Stored data
- - - - - - -

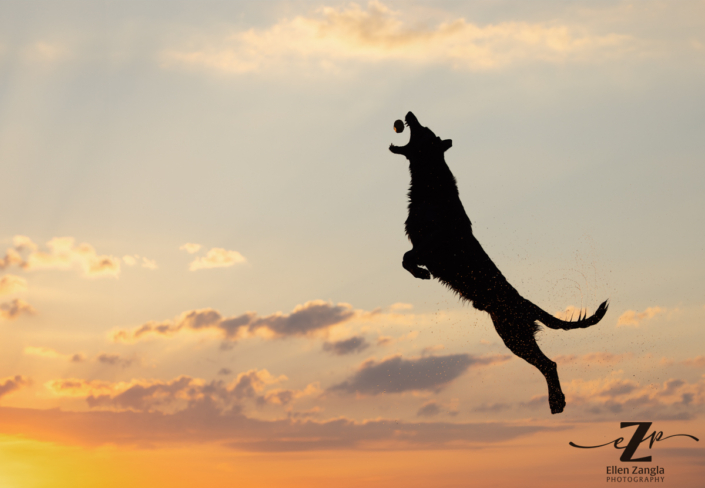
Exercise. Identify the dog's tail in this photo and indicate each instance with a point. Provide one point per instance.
(583, 321)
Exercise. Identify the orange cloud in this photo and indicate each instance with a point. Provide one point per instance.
(12, 284)
(396, 374)
(602, 358)
(9, 385)
(307, 319)
(379, 34)
(190, 247)
(15, 308)
(217, 258)
(62, 254)
(202, 422)
(169, 396)
(633, 318)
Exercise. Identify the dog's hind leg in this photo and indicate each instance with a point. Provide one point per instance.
(518, 336)
(412, 265)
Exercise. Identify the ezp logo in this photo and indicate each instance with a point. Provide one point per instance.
(639, 436)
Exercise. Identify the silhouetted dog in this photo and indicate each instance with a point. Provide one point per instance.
(441, 234)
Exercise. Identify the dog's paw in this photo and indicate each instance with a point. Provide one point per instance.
(422, 273)
(556, 400)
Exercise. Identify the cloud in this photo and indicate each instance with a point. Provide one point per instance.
(102, 358)
(9, 385)
(132, 260)
(593, 358)
(46, 352)
(379, 34)
(396, 374)
(203, 422)
(166, 396)
(347, 346)
(673, 399)
(631, 317)
(113, 360)
(12, 284)
(698, 362)
(190, 248)
(307, 319)
(500, 407)
(217, 258)
(62, 254)
(429, 409)
(285, 397)
(15, 308)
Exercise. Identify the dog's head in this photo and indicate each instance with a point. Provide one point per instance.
(422, 142)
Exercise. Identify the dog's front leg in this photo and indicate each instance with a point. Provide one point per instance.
(414, 259)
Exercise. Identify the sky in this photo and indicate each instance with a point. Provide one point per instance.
(203, 228)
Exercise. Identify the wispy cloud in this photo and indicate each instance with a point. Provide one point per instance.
(190, 247)
(203, 422)
(379, 34)
(133, 260)
(397, 375)
(346, 346)
(15, 308)
(108, 359)
(307, 319)
(12, 284)
(9, 385)
(62, 253)
(167, 396)
(634, 318)
(217, 258)
(593, 358)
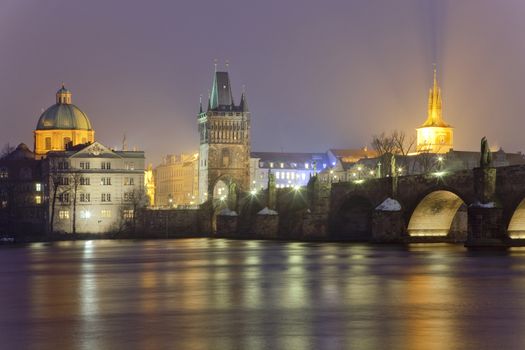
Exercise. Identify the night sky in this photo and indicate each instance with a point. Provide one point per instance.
(318, 74)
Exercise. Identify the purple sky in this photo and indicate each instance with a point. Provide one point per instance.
(319, 74)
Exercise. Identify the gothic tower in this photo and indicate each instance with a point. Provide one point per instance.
(224, 152)
(434, 136)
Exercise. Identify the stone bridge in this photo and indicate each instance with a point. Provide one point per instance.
(480, 206)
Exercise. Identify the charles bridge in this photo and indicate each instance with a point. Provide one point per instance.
(481, 207)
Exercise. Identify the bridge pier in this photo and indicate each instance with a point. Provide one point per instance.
(388, 226)
(485, 217)
(485, 226)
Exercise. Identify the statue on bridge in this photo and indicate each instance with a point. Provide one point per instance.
(486, 156)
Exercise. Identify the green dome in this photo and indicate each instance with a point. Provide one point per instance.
(63, 116)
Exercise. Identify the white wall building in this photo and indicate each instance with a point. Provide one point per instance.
(102, 187)
(290, 169)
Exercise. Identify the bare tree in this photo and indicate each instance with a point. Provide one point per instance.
(403, 146)
(56, 182)
(134, 201)
(396, 144)
(6, 150)
(74, 186)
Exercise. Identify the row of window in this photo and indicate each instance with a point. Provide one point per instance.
(85, 197)
(289, 175)
(66, 142)
(291, 165)
(86, 214)
(86, 181)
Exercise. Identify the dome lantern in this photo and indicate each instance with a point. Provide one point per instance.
(63, 95)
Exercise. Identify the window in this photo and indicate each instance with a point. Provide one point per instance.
(63, 165)
(67, 142)
(63, 214)
(25, 173)
(225, 156)
(63, 198)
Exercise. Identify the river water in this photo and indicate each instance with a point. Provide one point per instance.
(228, 294)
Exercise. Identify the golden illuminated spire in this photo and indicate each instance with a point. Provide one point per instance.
(434, 116)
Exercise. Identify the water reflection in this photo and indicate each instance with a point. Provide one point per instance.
(221, 294)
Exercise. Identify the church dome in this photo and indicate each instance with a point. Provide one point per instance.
(63, 115)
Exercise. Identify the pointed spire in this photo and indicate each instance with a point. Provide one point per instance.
(221, 93)
(244, 103)
(434, 114)
(63, 95)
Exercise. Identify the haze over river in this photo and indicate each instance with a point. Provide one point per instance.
(229, 294)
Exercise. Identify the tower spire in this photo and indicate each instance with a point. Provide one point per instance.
(434, 115)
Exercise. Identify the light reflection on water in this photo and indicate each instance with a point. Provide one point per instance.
(221, 294)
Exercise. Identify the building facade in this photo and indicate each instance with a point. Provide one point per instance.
(177, 181)
(224, 151)
(21, 193)
(289, 169)
(62, 125)
(93, 189)
(435, 136)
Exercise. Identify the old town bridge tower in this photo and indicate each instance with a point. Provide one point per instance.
(224, 152)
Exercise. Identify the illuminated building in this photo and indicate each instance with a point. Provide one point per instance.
(176, 181)
(21, 192)
(289, 169)
(224, 151)
(434, 136)
(62, 125)
(149, 185)
(98, 190)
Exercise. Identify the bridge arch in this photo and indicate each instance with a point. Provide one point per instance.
(516, 220)
(439, 213)
(353, 219)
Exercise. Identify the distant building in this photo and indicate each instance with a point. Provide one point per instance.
(224, 152)
(149, 185)
(435, 136)
(62, 125)
(21, 193)
(289, 169)
(177, 180)
(93, 189)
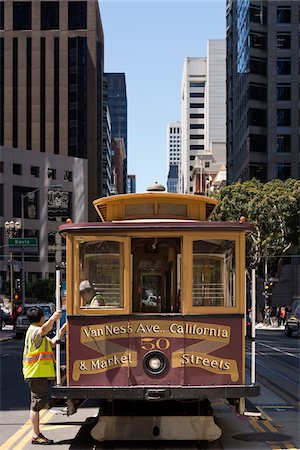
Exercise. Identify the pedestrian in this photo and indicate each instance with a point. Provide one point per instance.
(273, 316)
(282, 315)
(38, 365)
(267, 316)
(90, 299)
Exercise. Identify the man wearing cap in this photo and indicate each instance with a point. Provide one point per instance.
(90, 300)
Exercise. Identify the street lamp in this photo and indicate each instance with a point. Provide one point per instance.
(23, 196)
(11, 229)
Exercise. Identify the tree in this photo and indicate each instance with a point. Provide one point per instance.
(43, 290)
(273, 208)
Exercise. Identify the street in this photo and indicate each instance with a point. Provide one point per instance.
(277, 366)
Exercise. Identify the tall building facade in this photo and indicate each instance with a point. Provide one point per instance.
(262, 89)
(107, 168)
(51, 76)
(117, 103)
(203, 119)
(131, 184)
(173, 155)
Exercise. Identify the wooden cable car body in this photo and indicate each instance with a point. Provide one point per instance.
(170, 326)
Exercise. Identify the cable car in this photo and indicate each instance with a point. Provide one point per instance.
(156, 316)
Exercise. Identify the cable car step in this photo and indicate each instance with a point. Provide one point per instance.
(111, 428)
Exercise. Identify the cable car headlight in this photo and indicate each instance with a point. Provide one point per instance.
(155, 363)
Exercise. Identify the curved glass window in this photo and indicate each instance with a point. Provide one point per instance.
(214, 273)
(101, 273)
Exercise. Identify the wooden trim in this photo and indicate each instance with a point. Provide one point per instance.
(126, 274)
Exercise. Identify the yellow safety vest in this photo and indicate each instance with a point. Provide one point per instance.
(37, 363)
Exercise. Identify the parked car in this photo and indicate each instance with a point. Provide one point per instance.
(293, 322)
(22, 322)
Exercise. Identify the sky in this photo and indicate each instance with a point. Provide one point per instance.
(148, 41)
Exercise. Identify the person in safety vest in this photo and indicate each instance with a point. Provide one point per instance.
(38, 365)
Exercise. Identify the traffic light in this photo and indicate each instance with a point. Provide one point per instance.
(17, 297)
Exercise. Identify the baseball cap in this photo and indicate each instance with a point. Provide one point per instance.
(85, 284)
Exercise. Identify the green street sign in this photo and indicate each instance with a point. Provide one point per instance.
(22, 242)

- - - - - - -

**WHAT YOU WILL DO**
Write out the whole of the data exactly; the pictures stay out.

**TASK RESULT**
Exercise. Identify the dog's tail in this photo and indicate each instance with a point. Provide one point per instance.
(583, 321)
Exercise. Identify the orange cloud in this photo and indicate each instance with a point. Provide one point per instance.
(12, 284)
(396, 374)
(602, 358)
(9, 385)
(307, 319)
(379, 34)
(190, 247)
(15, 308)
(217, 258)
(62, 254)
(202, 422)
(169, 396)
(633, 318)
Exercise. Identify the dog's hind leg in this photo and indicate each instance with a point. Provide one point per instance.
(518, 336)
(412, 265)
Exercise. Identify the ezp logo in this photo and indicate each instance with a point. Provide one point per instance.
(639, 436)
Exercise. Identify the silhouetted dog in this photo and indicate each instance with a point. Provide one point per instance.
(441, 234)
Exercise. Identify the dog's paw in this photo and indicate each instance with a point. Provide one point per instance.
(422, 273)
(556, 400)
Exercise. Identify the cloud in this photo and indicate each instance with a point. Provide one point per instance.
(102, 358)
(9, 385)
(132, 260)
(593, 358)
(46, 352)
(379, 34)
(396, 374)
(203, 422)
(166, 396)
(347, 346)
(673, 399)
(631, 317)
(113, 360)
(12, 284)
(698, 362)
(190, 248)
(307, 319)
(500, 407)
(217, 258)
(62, 254)
(429, 409)
(285, 397)
(15, 308)
Exercise. Identify the dog's head in this photo and indicate each instance with a point. Provide one point per instance.
(422, 142)
Exercise. Identify the dog's front leg in this photo and indicate each instance with a point. Provide one point per instance.
(414, 259)
Exercise. Identify the sky in this photo and indicate each instance with a point. Provide one point per instance.
(203, 228)
Exercise. Identify the wispy cloud in this photo and indicate each instance with a point. Provide one point per instance.
(190, 247)
(203, 422)
(379, 34)
(133, 260)
(397, 375)
(346, 346)
(15, 308)
(108, 359)
(307, 319)
(12, 284)
(9, 385)
(62, 253)
(167, 396)
(634, 318)
(217, 258)
(593, 358)
Exercise. Identify the night sky in this photo and indicate each instance with a point. Provide one point per instance.
(318, 74)
Exercise. Identify the purple sky in this photo and indicate each instance with a point. Provide one point per instance.
(319, 74)
Exercise. Identify the gothic tower in this photo and indicate each instance with a point. Provide one point per instance.
(224, 152)
(434, 136)
Exercise. Identify the stone bridge in this photo and indicate each instance with a point. Provide one point per instance.
(480, 206)
Exercise. Identify the charles bridge in this photo and indicate each instance with a point. Provide one point per instance.
(481, 207)
Exercise. Identify the bridge pier in this photo and indicate each instance with a point. Provide one point per instance.
(388, 226)
(485, 217)
(485, 226)
Exercise. Identify the statue on bridge in this photo and indicate each instance with a point. Provide one point per instance.
(486, 156)
Exercise. Identify the green dome in this photo and indicate each instance with a point. Provide one point per instance.
(63, 116)
Exercise. Identify the white wall building in this photo and indicate each instance with a point. Provide one point per instance.
(102, 187)
(290, 169)
Exercise. Identify the bare tree in this photo and indicate each instance with a point. Provide one point per instance.
(403, 146)
(56, 182)
(134, 201)
(396, 144)
(6, 150)
(74, 186)
Exercise. Identify the row of window in this photo and indicate each instance with a point. Provide one point per instance.
(85, 197)
(289, 175)
(66, 142)
(291, 165)
(86, 214)
(86, 181)
Exercise. Identify the dome lantern in this photo and indicate each instance with a point. Provide one point per instance.
(63, 95)
Exercise. Identify the window in this photo and indicate each instance with a point. Provide one point per instance.
(63, 165)
(67, 142)
(63, 214)
(25, 173)
(225, 156)
(63, 198)
Exercise. Identify the river water in this photo and indicate each instance with a point. Provide one point per instance.
(228, 294)
Exercise. Identify the golden illuminated spire in this photo and indicate each instance with a point. Provide one point per instance.
(434, 116)
Exercise. Identify the water reflection in this photo and indicate each instance with a point. Provide one point per instance.
(221, 294)
Exercise. Identify the church dome in this photo and indicate each instance with a point. Provide one point per instance.
(63, 115)
Exercise. Identify the pointed spire in this photo and indicate each instance with a point. Provide one point per instance.
(221, 93)
(244, 103)
(434, 114)
(63, 95)
Exercise. Identify the haze over river in this photo and indicate each instance with a point. Provide one point per instance.
(229, 294)
Exercise. Identify the tower spire in this photo and indicate each instance with a point. Provide one point per instance.
(434, 115)
Exercise. Identify the light reflection on water in this photo and indicate each instance with a point. Provide one point per instance.
(221, 294)
Exercise. Identify the building facade in this photo and indicate each instance with a point. Provide one point per instance.
(177, 181)
(224, 151)
(21, 193)
(289, 169)
(62, 125)
(93, 189)
(435, 136)
Exercise. Identify the old town bridge tower in this photo and indicate each instance with a point. Provide one point per instance.
(224, 152)
Exercise. Identify the illuminated building in this photo and indicate each instance with a point. Provide one point per instance.
(176, 181)
(21, 192)
(289, 169)
(224, 151)
(434, 136)
(62, 125)
(149, 185)
(98, 190)
Exercise. Identify the bridge arch in this photo and indicate each instance with a point. Provide one point per instance.
(516, 220)
(439, 213)
(353, 219)
Exercise. Identify the distant building in this photo and indicate each instance with a point. Provide one point per instance.
(224, 152)
(149, 185)
(435, 136)
(62, 125)
(21, 193)
(289, 169)
(177, 180)
(93, 189)
Exercise. Identify the pedestrian in this photo and indicate each instance with a point. Provide one point per instance.
(273, 316)
(282, 315)
(38, 365)
(267, 316)
(90, 299)
Exercise. Identify the man wearing cap in this photo and indicate each instance with a point. Provide one point per instance.
(90, 300)
Exercise. Identify the street lamp in this photo and indicate each instance with a point. Provide one point per instance.
(23, 196)
(11, 229)
Exercise. Identify the tree in this photo and indicate each instance with a point. Provide one point per instance.
(43, 290)
(273, 208)
Exercise. Identify the street in this photo and indicate each instance with a point. Provide one point per instance.
(277, 366)
Exercise. Identify the tall building facade in this photo and indicate each instance with a point. Provide one point per instance.
(262, 89)
(107, 168)
(51, 76)
(117, 103)
(203, 119)
(131, 184)
(173, 155)
Exercise. Identify the wooden cable car body in this photo and indicate each instance with a point. Provide one point per instance.
(170, 326)
Exercise. Identify the cable car in this photo and indicate each instance with a point. Provide one point per instance.
(156, 316)
Exercise. Identify the cable car step in this photo and indicate each instance with a point. Provide one point per instance.
(111, 428)
Exercise. Identify the cable car headlight in this photo and indicate each instance with a point. Provide one point per instance.
(155, 363)
Exercise. Identify the curved glass window in this photo and indicate each instance with a point. Provide one point per instance.
(214, 273)
(101, 273)
Exercise. Identify the wooden trim in this photo and indicate each instance with a point. Provide one point per instance.
(126, 274)
Exercise. Identify the yellow safety vest in this photo and indicate each instance with a point. Provide one point per instance.
(37, 363)
Exercise. Identify the parked car in this photo and indicate each instance with a point. Provide one point per instance.
(293, 322)
(22, 322)
Exercise. Identify the sky in this photo and indicate each instance with a point. Provide one point per instance.
(148, 41)
Exercise. Identify the person in safety vest in this photo and indicate each instance with a point. Provide one point per instance.
(38, 365)
Exercise. Identify the traffic light in this photo and indicate each instance with a point. Provide one point per instance.
(17, 297)
Exercise. Identify the baseball cap in this photo and indicate each instance with a point. Provide one point per instance.
(85, 284)
Exercise. Identify the green street sign in this photo and indicate each instance with a point. Provide one point per instance.
(22, 242)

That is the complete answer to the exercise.